Select all lines holding the word "blue" from the entries that follow.

▶ **Provided data**:

= = = = = = =

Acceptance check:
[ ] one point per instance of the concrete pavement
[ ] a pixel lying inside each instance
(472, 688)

= = = = = = =

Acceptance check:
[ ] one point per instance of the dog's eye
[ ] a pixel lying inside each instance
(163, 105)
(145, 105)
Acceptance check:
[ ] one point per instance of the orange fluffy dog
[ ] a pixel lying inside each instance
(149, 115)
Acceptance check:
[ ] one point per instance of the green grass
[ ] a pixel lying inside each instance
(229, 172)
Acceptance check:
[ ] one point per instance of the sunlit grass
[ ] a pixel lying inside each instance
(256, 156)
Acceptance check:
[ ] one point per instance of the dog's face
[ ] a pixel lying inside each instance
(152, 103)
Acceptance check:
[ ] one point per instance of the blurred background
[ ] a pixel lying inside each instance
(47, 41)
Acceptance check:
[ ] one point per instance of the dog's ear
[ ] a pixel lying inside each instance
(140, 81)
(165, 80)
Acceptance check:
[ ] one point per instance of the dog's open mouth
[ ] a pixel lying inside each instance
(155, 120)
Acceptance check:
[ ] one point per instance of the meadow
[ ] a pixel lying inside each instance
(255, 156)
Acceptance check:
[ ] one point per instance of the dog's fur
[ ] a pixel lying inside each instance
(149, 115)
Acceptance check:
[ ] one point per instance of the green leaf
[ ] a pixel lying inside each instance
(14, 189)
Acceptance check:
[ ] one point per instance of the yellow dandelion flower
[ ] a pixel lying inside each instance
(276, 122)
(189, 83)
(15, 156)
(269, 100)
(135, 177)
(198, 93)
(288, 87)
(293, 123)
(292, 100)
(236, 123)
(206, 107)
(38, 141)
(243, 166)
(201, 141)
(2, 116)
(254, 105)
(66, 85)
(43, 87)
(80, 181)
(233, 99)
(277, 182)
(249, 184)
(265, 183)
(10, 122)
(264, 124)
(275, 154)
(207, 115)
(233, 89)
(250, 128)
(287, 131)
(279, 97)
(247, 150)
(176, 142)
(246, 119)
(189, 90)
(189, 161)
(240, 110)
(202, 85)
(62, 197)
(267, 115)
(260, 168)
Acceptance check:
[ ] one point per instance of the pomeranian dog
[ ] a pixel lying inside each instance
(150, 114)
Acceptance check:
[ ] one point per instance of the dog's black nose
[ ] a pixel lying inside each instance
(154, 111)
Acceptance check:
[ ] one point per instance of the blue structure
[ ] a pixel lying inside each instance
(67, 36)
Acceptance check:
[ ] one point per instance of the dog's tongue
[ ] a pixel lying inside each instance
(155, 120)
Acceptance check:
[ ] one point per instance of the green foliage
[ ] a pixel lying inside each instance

= = = = = = =

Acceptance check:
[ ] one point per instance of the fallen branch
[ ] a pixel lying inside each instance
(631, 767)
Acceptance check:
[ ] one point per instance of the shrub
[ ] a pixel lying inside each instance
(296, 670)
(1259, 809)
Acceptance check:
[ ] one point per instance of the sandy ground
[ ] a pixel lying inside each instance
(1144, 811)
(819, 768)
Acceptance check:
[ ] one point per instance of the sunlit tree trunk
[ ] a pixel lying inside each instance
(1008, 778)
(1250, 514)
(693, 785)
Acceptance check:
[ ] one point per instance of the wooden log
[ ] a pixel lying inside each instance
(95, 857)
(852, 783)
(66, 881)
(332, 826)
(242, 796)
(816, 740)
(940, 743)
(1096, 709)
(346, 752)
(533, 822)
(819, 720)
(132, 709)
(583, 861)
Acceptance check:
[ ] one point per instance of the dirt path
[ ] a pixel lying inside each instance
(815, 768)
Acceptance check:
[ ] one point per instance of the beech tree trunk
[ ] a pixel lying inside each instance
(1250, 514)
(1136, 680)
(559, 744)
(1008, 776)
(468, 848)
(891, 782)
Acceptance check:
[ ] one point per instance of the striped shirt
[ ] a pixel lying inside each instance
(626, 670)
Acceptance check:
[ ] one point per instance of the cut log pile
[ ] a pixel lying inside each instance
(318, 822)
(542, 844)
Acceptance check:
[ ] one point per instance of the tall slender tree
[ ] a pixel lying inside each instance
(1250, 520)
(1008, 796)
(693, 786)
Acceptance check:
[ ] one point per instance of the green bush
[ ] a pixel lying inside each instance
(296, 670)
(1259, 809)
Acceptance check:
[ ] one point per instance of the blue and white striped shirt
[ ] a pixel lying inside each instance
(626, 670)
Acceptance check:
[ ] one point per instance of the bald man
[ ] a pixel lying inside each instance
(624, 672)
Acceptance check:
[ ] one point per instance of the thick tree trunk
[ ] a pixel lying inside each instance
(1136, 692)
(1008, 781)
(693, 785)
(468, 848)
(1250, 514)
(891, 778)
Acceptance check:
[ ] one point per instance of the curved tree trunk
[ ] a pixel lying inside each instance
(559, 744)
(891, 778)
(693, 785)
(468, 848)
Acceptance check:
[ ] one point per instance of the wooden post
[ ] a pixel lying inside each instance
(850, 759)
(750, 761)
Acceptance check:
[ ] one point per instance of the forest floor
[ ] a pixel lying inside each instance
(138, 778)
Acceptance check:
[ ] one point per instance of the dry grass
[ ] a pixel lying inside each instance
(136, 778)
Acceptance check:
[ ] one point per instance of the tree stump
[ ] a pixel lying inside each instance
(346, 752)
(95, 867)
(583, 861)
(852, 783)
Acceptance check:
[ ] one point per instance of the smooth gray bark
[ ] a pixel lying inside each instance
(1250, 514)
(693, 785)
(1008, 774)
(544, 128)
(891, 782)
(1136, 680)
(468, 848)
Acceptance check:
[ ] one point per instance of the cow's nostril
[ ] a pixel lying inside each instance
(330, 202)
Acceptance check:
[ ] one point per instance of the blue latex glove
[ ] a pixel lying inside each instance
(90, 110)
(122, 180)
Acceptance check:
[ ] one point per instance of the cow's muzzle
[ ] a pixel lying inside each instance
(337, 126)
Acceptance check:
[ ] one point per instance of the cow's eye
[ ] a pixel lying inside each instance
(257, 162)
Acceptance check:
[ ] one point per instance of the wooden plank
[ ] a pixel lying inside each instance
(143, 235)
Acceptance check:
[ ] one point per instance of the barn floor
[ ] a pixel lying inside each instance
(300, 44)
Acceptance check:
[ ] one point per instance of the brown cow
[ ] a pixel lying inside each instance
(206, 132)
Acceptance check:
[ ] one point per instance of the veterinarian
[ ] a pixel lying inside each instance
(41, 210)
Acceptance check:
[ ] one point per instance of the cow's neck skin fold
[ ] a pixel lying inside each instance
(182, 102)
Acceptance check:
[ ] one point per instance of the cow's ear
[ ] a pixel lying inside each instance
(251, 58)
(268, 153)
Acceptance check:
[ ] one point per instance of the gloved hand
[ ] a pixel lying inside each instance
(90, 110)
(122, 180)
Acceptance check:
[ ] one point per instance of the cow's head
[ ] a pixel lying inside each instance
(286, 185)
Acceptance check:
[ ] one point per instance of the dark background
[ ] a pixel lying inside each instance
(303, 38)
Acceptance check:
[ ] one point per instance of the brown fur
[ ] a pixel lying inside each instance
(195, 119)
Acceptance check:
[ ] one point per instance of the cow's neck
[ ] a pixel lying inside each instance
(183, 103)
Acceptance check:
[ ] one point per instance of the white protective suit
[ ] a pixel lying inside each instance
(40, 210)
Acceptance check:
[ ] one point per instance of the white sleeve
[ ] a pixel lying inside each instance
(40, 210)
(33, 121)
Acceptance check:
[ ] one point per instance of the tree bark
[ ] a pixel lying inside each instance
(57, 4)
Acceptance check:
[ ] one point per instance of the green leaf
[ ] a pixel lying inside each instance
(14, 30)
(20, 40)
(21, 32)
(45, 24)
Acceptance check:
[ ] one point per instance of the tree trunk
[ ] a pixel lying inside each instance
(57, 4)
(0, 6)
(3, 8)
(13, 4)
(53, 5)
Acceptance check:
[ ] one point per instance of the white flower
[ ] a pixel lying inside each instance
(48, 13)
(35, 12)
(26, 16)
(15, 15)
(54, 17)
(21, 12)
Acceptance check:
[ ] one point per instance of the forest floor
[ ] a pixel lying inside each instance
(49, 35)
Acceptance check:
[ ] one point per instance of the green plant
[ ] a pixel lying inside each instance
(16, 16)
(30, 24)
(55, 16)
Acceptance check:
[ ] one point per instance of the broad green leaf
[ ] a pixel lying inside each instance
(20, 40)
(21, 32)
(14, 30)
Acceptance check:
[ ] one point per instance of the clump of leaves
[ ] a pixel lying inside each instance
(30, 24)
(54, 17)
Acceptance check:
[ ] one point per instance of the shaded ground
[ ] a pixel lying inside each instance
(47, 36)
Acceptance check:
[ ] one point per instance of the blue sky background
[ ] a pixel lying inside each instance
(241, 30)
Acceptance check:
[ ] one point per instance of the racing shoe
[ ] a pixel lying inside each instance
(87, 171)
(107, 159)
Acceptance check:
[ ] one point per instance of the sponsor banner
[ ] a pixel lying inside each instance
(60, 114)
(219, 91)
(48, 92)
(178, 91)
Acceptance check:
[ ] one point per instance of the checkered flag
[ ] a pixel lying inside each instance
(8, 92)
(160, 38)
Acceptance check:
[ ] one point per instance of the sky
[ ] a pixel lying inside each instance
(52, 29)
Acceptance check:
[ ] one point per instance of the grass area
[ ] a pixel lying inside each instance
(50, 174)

= = = = = = =

▶ **Output for this task**:
[ ] one point per instance of the blue structure
[ ] one point per instance of the blue and white striped shirt
[ ] one point per instance of the blue latex glove
[ ] one point per instance of the blue sky background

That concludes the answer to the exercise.